== Data for the task
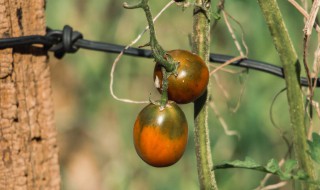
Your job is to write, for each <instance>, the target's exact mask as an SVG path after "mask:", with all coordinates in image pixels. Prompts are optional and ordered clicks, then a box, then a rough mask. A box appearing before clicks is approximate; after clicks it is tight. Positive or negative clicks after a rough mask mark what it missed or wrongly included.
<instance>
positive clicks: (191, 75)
mask: <svg viewBox="0 0 320 190" xmlns="http://www.w3.org/2000/svg"><path fill="white" fill-rule="evenodd" d="M167 53H168V54H169V55H170V56H171V57H172V58H173V60H174V61H175V62H178V63H179V66H178V68H177V75H173V74H172V75H170V76H169V78H168V99H169V100H173V101H175V102H177V103H179V104H186V103H190V102H193V101H195V100H196V99H197V98H199V97H200V96H201V95H202V94H203V93H204V92H205V91H206V89H207V85H208V82H209V70H208V67H207V65H206V63H205V62H204V61H203V60H202V59H201V58H200V57H199V56H198V55H196V54H193V53H191V52H189V51H186V50H172V51H168V52H167ZM153 79H154V81H155V83H157V84H155V86H156V87H157V88H158V90H159V92H161V87H162V80H163V76H162V72H161V65H160V64H158V63H156V66H155V68H154V73H153Z"/></svg>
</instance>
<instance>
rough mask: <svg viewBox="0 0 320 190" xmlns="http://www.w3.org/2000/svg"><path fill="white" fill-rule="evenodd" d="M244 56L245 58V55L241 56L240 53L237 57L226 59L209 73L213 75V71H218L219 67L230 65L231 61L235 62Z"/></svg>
mask: <svg viewBox="0 0 320 190" xmlns="http://www.w3.org/2000/svg"><path fill="white" fill-rule="evenodd" d="M245 58H246V57H245V56H242V55H240V56H237V57H234V58H232V59H230V60H228V61H226V62H225V63H224V64H222V65H219V66H218V67H217V68H215V69H214V70H213V71H211V72H210V75H213V74H214V73H215V72H217V71H219V70H220V69H222V68H223V67H225V66H228V65H230V64H231V63H233V62H236V61H239V60H242V59H245Z"/></svg>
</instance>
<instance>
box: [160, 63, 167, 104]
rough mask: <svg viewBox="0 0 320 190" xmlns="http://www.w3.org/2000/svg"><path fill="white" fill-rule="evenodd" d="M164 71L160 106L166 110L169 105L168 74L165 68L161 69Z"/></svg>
mask: <svg viewBox="0 0 320 190" xmlns="http://www.w3.org/2000/svg"><path fill="white" fill-rule="evenodd" d="M161 71H162V76H163V80H162V88H161V100H160V106H161V108H164V107H165V106H166V105H167V102H168V73H167V71H166V69H165V68H164V67H161Z"/></svg>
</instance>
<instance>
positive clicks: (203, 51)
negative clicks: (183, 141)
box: [193, 0, 218, 190]
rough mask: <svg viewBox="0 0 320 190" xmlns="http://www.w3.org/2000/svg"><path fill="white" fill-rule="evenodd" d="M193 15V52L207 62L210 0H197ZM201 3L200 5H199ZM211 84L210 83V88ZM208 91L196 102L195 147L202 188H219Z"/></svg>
mask: <svg viewBox="0 0 320 190" xmlns="http://www.w3.org/2000/svg"><path fill="white" fill-rule="evenodd" d="M195 4H196V6H195V8H194V16H193V22H194V23H193V52H194V53H196V54H198V55H199V56H200V57H201V58H202V59H203V60H204V61H205V62H206V63H208V62H209V52H210V50H209V49H210V48H209V47H210V20H209V18H208V17H207V16H208V15H209V9H210V0H196V2H195ZM198 5H200V6H198ZM209 86H210V85H208V88H209ZM209 91H210V90H208V89H207V91H206V93H204V95H202V96H201V97H200V98H198V99H197V100H196V101H195V102H194V117H195V118H194V119H195V120H194V122H195V130H194V131H195V139H194V140H195V146H196V147H195V148H196V157H197V168H198V178H199V183H200V189H206V190H207V189H210V190H211V189H218V187H217V184H216V181H215V176H214V172H213V170H212V168H213V163H212V158H211V147H210V140H209V128H208V103H209V95H208V92H209Z"/></svg>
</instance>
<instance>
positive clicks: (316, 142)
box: [308, 133, 320, 164]
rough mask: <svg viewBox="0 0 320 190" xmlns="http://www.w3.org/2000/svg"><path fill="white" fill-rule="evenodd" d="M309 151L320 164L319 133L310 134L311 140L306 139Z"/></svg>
mask: <svg viewBox="0 0 320 190" xmlns="http://www.w3.org/2000/svg"><path fill="white" fill-rule="evenodd" d="M308 145H309V149H310V150H309V151H308V153H309V154H310V156H311V158H312V159H313V160H314V161H315V162H317V163H318V164H320V135H318V134H317V133H313V134H312V141H308Z"/></svg>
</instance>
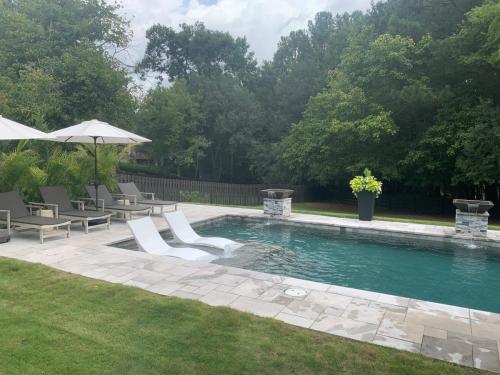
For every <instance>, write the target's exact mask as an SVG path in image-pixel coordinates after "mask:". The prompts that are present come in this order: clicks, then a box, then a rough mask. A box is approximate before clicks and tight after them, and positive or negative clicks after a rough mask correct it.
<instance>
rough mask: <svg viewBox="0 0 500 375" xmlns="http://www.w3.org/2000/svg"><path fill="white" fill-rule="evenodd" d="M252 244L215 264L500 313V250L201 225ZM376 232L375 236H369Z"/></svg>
====
● Work required
Leaving out the pictures, print every record exactly as written.

● Task response
Your job is to write, for each <instance>, the target's exact mask as an SVG path after "mask:", with all coordinates in image pixels. Prompts are optional and ordered clicks, then a box, then a rough mask. A box appearing before clicks is approximate; after clicks it is tight. Positive or negative clicks after a rough mask mark what it missed or wrongly included.
<instance>
positive clicks: (191, 75)
mask: <svg viewBox="0 0 320 190" xmlns="http://www.w3.org/2000/svg"><path fill="white" fill-rule="evenodd" d="M167 53H168V54H169V55H170V56H171V57H172V58H173V60H174V61H175V62H178V63H179V66H178V68H177V75H173V74H172V75H170V76H169V78H168V99H169V100H173V101H175V102H177V103H179V104H186V103H190V102H193V101H195V100H196V99H197V98H199V97H200V96H201V95H202V94H203V93H204V92H205V91H206V89H207V85H208V82H209V70H208V67H207V65H206V63H205V62H204V61H203V60H202V59H201V58H200V57H199V56H198V55H196V54H193V53H191V52H189V51H186V50H172V51H168V52H167ZM153 79H154V81H155V83H157V84H155V86H156V87H157V88H158V90H159V92H161V87H162V80H163V76H162V72H161V65H160V64H158V63H156V66H155V68H154V73H153Z"/></svg>
</instance>
<instance>
rough mask: <svg viewBox="0 0 320 190" xmlns="http://www.w3.org/2000/svg"><path fill="white" fill-rule="evenodd" d="M244 56L245 58V55L241 56L240 53L237 57L226 59L209 73L213 75V71H218L219 67L230 65L231 61L235 62Z"/></svg>
mask: <svg viewBox="0 0 320 190" xmlns="http://www.w3.org/2000/svg"><path fill="white" fill-rule="evenodd" d="M245 58H246V57H245V56H242V55H240V56H237V57H234V58H232V59H230V60H228V61H226V62H225V63H224V64H222V65H219V66H218V67H217V68H215V69H214V70H213V71H211V72H210V75H213V74H214V73H215V72H217V71H219V70H220V69H222V68H223V67H225V66H228V65H230V64H231V63H233V62H236V61H239V60H242V59H245Z"/></svg>
</instance>
<instance>
box: [160, 63, 167, 104]
rough mask: <svg viewBox="0 0 320 190" xmlns="http://www.w3.org/2000/svg"><path fill="white" fill-rule="evenodd" d="M164 71L160 106L166 110L169 105L168 74L165 68L161 69Z"/></svg>
mask: <svg viewBox="0 0 320 190" xmlns="http://www.w3.org/2000/svg"><path fill="white" fill-rule="evenodd" d="M161 71H162V76H163V80H162V88H161V100H160V106H161V108H164V107H165V106H166V105H167V102H168V73H167V71H166V69H165V68H164V67H161Z"/></svg>
</instance>
<instance>
positive clicks: (203, 51)
negative clicks: (183, 141)
box: [193, 0, 218, 190]
rough mask: <svg viewBox="0 0 320 190" xmlns="http://www.w3.org/2000/svg"><path fill="white" fill-rule="evenodd" d="M193 15V52L207 62L210 0H197ZM201 3L200 5H199ZM211 84L210 83V88ZM208 91L196 102L195 147L202 188H219Z"/></svg>
mask: <svg viewBox="0 0 320 190" xmlns="http://www.w3.org/2000/svg"><path fill="white" fill-rule="evenodd" d="M195 4H196V6H195V8H194V16H193V22H194V23H193V52H194V53H196V54H198V55H199V56H200V57H201V58H202V59H203V60H204V61H205V62H206V63H208V62H209V52H210V50H209V49H210V48H209V47H210V20H209V18H208V17H207V16H208V15H209V9H210V0H196V2H195ZM198 5H200V6H198ZM209 86H210V85H208V88H209ZM209 91H210V90H208V89H207V91H206V93H204V95H202V96H201V97H200V98H198V99H197V100H196V101H195V102H194V117H195V118H194V119H195V120H194V122H195V130H194V131H195V139H194V140H195V146H196V147H195V148H196V157H197V168H198V178H199V183H200V189H206V190H207V189H210V190H211V189H218V187H217V184H216V181H215V176H214V172H213V170H212V168H213V163H212V158H211V147H210V140H209V128H208V103H209V95H208V92H209Z"/></svg>
</instance>
<instance>
positive clicks: (316, 142)
box: [308, 133, 320, 164]
rough mask: <svg viewBox="0 0 320 190" xmlns="http://www.w3.org/2000/svg"><path fill="white" fill-rule="evenodd" d="M309 151L320 164L319 133L310 134L311 140L306 139Z"/></svg>
mask: <svg viewBox="0 0 320 190" xmlns="http://www.w3.org/2000/svg"><path fill="white" fill-rule="evenodd" d="M308 145H309V149H310V150H309V151H308V153H309V154H310V156H311V158H312V159H313V160H314V161H315V162H317V163H318V164H320V135H318V134H317V133H313V134H312V141H308Z"/></svg>
</instance>
For every <instance>, write the target's exact mask as an SVG path in image-pixel coordinates after "mask:". The prompts that are present come in this order: clicks, then a box, then a rough mask. A box is approximate before clicks and tight after them, and positive or negative clicks after a rough mask correct it.
<instance>
rough mask: <svg viewBox="0 0 500 375" xmlns="http://www.w3.org/2000/svg"><path fill="white" fill-rule="evenodd" d="M252 244L215 264L500 313V250L201 225ZM376 232L375 236H369Z"/></svg>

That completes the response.